*** Reading text

Wireless Communication System

Reconfigurable Intelligent Surfaces (RIS) System Converts Multi-Mode Vortex Beams to Independent Plane-Wave Beams

Synopsis

This invention presents a system using reconfigurable intelligent surfaces (RIS) to convert multi-mode vortex beams into independent plane-wave beams, enhancing wireless communication by increasing multiplexing and spectrum efficiency, especially in line-of-sight scenarios. It involves both hardware and software improvements, supporting advanced applications in smart homes, IoT, and mobile communications.


Opportunity

The wireless channel between the RIS and the base station is usually defined as the Line-of-Sight (LoS). The low-rank characteristic of the LoS channel greatly limits the diversity and multiplexing performance of the RIS-aided wireless communication system. With limited scattering in the propagation environment, the LoS channel responses can be highly correlated, leading to a severe decrease in the degree of freedom.

******

◆ **What you will do**
a - Translate this sentence from the invention summary into French: "The wireless channel between the RIS and the base station is usually defined as the Line-of-Sight (LoS)."
b - According to the invention summary, what characteristic of the LoS channel greatly limits the diversity and multiplexing performance of the RIS-aided wireless communication system?
c - Retype the invention summary from "Opportunity" up to and including "degree of freedom.".

*** Supplied data

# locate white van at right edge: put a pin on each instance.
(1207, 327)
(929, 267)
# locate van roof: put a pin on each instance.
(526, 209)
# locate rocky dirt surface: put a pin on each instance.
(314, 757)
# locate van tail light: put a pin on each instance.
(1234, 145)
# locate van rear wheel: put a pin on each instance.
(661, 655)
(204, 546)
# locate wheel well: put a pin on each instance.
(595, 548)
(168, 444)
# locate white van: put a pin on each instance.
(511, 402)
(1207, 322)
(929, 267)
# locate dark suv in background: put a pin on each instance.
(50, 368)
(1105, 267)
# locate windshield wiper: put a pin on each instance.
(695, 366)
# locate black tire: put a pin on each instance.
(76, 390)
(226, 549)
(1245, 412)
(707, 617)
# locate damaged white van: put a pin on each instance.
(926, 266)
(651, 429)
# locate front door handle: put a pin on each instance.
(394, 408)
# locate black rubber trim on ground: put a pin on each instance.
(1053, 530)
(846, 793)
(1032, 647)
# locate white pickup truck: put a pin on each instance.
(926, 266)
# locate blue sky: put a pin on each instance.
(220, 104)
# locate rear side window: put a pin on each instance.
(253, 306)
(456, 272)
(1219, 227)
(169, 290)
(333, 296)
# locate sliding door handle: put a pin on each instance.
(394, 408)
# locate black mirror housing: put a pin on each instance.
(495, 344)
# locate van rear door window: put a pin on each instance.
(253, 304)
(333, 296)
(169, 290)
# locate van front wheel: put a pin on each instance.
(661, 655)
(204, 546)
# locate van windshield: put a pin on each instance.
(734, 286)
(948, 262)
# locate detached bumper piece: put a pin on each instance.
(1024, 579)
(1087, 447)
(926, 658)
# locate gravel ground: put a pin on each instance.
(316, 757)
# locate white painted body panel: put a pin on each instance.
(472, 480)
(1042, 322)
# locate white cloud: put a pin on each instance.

******

◆ **Answers to the tasks**
a - Le canal sans fil entre la RIS et la station de base est généralement défini comme la ligne de visée (LoS).

b - Its low-rank characteristic.

c -
Opportunity

The wireless channel between the RIS and the base station is usually defined as the Line-of-Sight (LoS). The low-rank characteristic of the LoS channel greatly limits the diversity and multiplexing performance of the RIS-aided wireless communication system. With limited scattering in the propagation environment, the LoS channel responses can be highly correlated, leading to a severe decrease in the degree of freedom.